### Your assignment
Return the listing in full. Keep each line exactly as it is.

### Records for the exercise

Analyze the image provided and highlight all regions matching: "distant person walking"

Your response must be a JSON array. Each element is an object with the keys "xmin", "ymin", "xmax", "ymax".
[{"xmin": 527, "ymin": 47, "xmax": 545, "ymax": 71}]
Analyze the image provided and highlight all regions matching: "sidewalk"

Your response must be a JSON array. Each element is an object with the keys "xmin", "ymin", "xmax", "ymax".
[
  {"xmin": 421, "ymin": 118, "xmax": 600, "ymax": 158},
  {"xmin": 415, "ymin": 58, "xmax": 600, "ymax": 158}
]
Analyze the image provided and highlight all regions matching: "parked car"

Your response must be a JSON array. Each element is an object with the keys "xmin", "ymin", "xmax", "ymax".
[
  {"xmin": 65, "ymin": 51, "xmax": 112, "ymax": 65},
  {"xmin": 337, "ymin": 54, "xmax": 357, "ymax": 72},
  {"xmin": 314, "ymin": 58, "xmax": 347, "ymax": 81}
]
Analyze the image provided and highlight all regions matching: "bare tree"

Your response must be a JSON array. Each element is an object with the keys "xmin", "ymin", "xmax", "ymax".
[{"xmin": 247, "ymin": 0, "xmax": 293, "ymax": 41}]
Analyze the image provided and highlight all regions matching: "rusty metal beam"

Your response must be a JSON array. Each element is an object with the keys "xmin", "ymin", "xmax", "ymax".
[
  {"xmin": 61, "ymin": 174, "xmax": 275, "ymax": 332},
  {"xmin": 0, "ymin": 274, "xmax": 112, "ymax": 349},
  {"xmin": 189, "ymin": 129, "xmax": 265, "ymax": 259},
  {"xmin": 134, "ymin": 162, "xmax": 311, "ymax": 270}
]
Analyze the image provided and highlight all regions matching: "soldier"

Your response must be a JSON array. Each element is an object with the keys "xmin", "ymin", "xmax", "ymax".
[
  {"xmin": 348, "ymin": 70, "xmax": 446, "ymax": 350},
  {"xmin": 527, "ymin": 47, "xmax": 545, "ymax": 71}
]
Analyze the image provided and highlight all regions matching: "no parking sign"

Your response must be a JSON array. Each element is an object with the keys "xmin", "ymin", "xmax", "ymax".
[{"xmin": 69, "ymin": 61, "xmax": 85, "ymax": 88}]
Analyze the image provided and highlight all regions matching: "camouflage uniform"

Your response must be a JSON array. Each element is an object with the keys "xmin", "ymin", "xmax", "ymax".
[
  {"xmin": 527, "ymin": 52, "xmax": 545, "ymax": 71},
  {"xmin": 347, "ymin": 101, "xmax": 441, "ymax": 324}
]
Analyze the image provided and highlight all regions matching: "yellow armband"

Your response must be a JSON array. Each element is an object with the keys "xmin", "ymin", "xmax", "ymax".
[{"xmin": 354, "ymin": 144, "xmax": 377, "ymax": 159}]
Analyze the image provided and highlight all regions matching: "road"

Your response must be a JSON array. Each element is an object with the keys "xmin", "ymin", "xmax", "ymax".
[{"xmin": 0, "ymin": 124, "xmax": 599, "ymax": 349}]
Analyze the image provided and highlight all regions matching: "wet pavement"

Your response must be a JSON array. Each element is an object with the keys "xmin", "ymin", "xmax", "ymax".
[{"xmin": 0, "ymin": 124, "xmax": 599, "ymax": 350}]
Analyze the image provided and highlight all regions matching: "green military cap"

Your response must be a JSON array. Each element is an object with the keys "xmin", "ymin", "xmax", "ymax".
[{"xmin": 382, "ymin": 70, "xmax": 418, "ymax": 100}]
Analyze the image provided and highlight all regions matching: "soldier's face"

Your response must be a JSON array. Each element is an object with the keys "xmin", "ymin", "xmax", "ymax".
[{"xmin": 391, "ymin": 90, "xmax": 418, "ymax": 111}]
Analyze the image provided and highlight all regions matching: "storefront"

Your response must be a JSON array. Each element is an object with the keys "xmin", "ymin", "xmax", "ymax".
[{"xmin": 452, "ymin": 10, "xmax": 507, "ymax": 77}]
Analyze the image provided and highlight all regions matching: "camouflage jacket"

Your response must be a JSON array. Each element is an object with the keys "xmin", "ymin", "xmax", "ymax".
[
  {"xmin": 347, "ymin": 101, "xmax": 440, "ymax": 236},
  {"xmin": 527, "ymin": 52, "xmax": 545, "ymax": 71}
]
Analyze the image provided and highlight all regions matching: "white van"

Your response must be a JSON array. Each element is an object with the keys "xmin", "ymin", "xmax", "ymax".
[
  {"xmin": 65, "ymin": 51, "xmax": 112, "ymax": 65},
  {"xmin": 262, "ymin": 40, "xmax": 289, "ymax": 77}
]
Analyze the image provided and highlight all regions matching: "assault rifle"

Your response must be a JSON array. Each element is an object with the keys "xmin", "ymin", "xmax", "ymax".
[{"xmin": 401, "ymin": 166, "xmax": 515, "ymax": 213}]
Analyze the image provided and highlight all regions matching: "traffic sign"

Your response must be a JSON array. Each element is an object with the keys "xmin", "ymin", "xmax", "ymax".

### Expected output
Analyze the image provided and highlight all regions matching: "distant person walking"

Your response must be a JSON array. Each element is an object with the keys "xmin", "ymin", "xmax", "ymax".
[{"xmin": 527, "ymin": 47, "xmax": 545, "ymax": 71}]
Analyze the image provided and highlight all regions matching: "sidewalk"

Your response must be a JSON array. Each element is an object with the keys "xmin", "ymin", "xmax", "ymax".
[
  {"xmin": 421, "ymin": 118, "xmax": 600, "ymax": 158},
  {"xmin": 415, "ymin": 58, "xmax": 600, "ymax": 158}
]
Analyze the image provided and highlight all regions matching: "parked car"

Your response must be a JSON array. Each element is an object with the keys "xmin", "ymin", "xmax", "ymax".
[
  {"xmin": 65, "ymin": 51, "xmax": 112, "ymax": 65},
  {"xmin": 337, "ymin": 54, "xmax": 357, "ymax": 72},
  {"xmin": 314, "ymin": 58, "xmax": 347, "ymax": 81}
]
Analyze the image provided and highlight all regions matching: "bare tree"

Your response must be a JSON array. Each element is an object with the keys "xmin", "ymin", "xmax", "ymax".
[{"xmin": 247, "ymin": 0, "xmax": 293, "ymax": 41}]
Analyze the image provided and highlight all regions matching: "rusty metal beam"

Your response must be a JSON array. Each element is an object with the keys "xmin", "ymin", "xmax", "ymax".
[
  {"xmin": 61, "ymin": 174, "xmax": 275, "ymax": 332},
  {"xmin": 0, "ymin": 274, "xmax": 112, "ymax": 349},
  {"xmin": 189, "ymin": 129, "xmax": 265, "ymax": 259},
  {"xmin": 134, "ymin": 162, "xmax": 311, "ymax": 270}
]
Analyze the image provided and highlight all regions matching: "soldier"

Your response must be a JSON array. Each element is an object with the keys "xmin", "ymin", "xmax", "ymax".
[
  {"xmin": 348, "ymin": 70, "xmax": 446, "ymax": 350},
  {"xmin": 527, "ymin": 47, "xmax": 545, "ymax": 71}
]
Analyze the image provided and highlight all regions matching: "no parking sign"

Your response must be a JSON array. Each element is an object with the keys "xmin", "ymin", "xmax", "ymax".
[{"xmin": 69, "ymin": 61, "xmax": 85, "ymax": 88}]
Analyze the image provided and highlight all regions matching: "camouflage uniform"

Your response must be a JSON array. Each element is an object with the keys "xmin", "ymin", "xmax", "ymax".
[
  {"xmin": 527, "ymin": 52, "xmax": 545, "ymax": 71},
  {"xmin": 347, "ymin": 101, "xmax": 441, "ymax": 324}
]
Analyze the image provided and highlight all regions matching: "yellow armband"

Your response must be a JSON array. Each element is an object with the keys "xmin", "ymin", "xmax", "ymax".
[{"xmin": 354, "ymin": 144, "xmax": 377, "ymax": 159}]
Analyze the image provided and highlight all regions matching: "road"

Your response must be a JSON array. Each element is an object with the keys "xmin", "ymin", "xmax", "ymax".
[{"xmin": 0, "ymin": 124, "xmax": 599, "ymax": 349}]
Analyze the image provided and highlight all regions matching: "wet pavement"

Your response must be a JSON array. Each element is an object with the keys "xmin", "ymin", "xmax", "ymax".
[{"xmin": 0, "ymin": 124, "xmax": 599, "ymax": 350}]
Analyze the image provided and highlight all regions matching: "green military cap"

Your response must be a JSON array. Each element is an object with the keys "xmin", "ymin", "xmax", "ymax".
[{"xmin": 382, "ymin": 70, "xmax": 418, "ymax": 100}]
Analyze the image provided and highlight all regions matching: "soldier's face"

Your response must be a JSON array. Each element is an object with the keys "xmin", "ymin", "xmax", "ymax".
[{"xmin": 391, "ymin": 90, "xmax": 418, "ymax": 111}]
Analyze the image provided and highlight all regions matching: "storefront"

Your response must be a JSON array. Each element is an object with the keys "xmin", "ymin", "xmax", "ymax".
[{"xmin": 452, "ymin": 10, "xmax": 507, "ymax": 77}]
Analyze the image provided and highlight all regions matching: "camouflage jacket"

Your response must be a JSON array. Each element is an object with the keys "xmin", "ymin", "xmax", "ymax".
[
  {"xmin": 347, "ymin": 101, "xmax": 440, "ymax": 236},
  {"xmin": 527, "ymin": 52, "xmax": 545, "ymax": 71}
]
Analyze the image provided and highlight all regions matching: "white van"

Your response must be a JSON array. Each element is an object with the keys "xmin", "ymin", "xmax", "ymax".
[
  {"xmin": 65, "ymin": 51, "xmax": 112, "ymax": 65},
  {"xmin": 262, "ymin": 40, "xmax": 289, "ymax": 77}
]
Analyze the image provided and highlight all regions matching: "assault rifle"

Your response must be a JSON array. Each element is an object with the keys "xmin", "ymin", "xmax", "ymax".
[{"xmin": 401, "ymin": 166, "xmax": 515, "ymax": 213}]
Analyze the image provided and highlight all regions matching: "traffic sign"

Your response must be a JSON array. Each element is an object with the keys "xmin", "ymin", "xmax", "ymax".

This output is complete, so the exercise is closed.